▶ [Records supplied]:
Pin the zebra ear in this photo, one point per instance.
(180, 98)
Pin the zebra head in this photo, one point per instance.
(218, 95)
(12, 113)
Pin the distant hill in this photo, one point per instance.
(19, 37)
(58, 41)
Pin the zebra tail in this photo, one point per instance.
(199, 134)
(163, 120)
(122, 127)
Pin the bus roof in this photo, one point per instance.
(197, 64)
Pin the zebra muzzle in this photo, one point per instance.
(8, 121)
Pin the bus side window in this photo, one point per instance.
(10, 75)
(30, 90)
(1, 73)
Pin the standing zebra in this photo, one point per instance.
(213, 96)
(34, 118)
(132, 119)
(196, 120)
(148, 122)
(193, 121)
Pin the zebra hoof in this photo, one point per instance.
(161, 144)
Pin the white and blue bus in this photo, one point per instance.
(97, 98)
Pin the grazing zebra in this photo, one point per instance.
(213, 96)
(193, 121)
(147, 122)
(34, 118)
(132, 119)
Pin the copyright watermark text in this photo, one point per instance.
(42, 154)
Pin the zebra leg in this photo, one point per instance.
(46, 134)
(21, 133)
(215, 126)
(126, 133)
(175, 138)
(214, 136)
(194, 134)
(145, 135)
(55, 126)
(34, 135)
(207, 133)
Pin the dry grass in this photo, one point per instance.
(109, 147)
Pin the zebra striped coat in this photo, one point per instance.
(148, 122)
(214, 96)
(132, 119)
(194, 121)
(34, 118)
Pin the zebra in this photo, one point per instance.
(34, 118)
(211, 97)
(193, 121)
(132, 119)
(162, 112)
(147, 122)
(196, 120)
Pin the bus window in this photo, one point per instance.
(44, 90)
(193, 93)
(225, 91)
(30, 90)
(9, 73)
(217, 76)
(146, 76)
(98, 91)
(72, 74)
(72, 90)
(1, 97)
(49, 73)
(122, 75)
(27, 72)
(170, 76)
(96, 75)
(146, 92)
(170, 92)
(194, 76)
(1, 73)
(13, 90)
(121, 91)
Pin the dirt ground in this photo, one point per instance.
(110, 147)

▶ [Aim of the exercise]: Please restate the material above, word for word and in full.

▶ [Answer for the task]:
Pin the zebra ear in this photo, one point per instance.
(180, 98)
Pin the zebra head in this photo, one point per instance.
(218, 95)
(12, 113)
Pin the distant hill in this photo, one point per instance.
(19, 37)
(58, 41)
Pin the zebra tail in this photo, one point per instance.
(199, 134)
(163, 120)
(122, 127)
Pin the bus roof in this photo, one point per instance.
(197, 64)
Pin the zebra muzzle in this photo, one point per instance.
(8, 121)
Pin the bus side window in this photo, one point per instance.
(10, 75)
(30, 90)
(1, 73)
Pin the standing zebra in this photo, one point per instance.
(213, 96)
(34, 118)
(132, 119)
(196, 120)
(148, 122)
(193, 121)
Pin the zebra hoof in this photo, one point per instance.
(161, 144)
Pin the white and blue bus in this photo, one point per instance.
(97, 98)
Pin the grazing zebra in this photo, one point per instance.
(213, 96)
(193, 121)
(147, 122)
(34, 118)
(132, 119)
Pin the copyright watermark text in this photo, one point per instance.
(42, 154)
Pin the zebra leg in this photo, one point per instance.
(46, 134)
(21, 133)
(215, 126)
(126, 133)
(175, 138)
(214, 136)
(194, 134)
(145, 135)
(55, 126)
(34, 135)
(207, 133)
Pin the dry grass in this photo, one point per instance.
(109, 147)
Pin the zebra striped coat in this photo, one point per instance.
(148, 122)
(214, 96)
(132, 119)
(194, 121)
(34, 118)
Pin the zebra in this photo, one point per instance.
(34, 118)
(211, 97)
(193, 121)
(132, 119)
(162, 112)
(147, 122)
(196, 120)
Pin the bus window in this photo, one point per instance.
(44, 90)
(193, 93)
(225, 91)
(30, 90)
(9, 73)
(217, 76)
(146, 76)
(98, 91)
(72, 74)
(72, 90)
(1, 97)
(49, 73)
(122, 75)
(27, 72)
(170, 76)
(96, 75)
(146, 92)
(170, 92)
(194, 76)
(1, 73)
(13, 90)
(121, 91)
Pin the dirt ground in this photo, one point per instance.
(110, 147)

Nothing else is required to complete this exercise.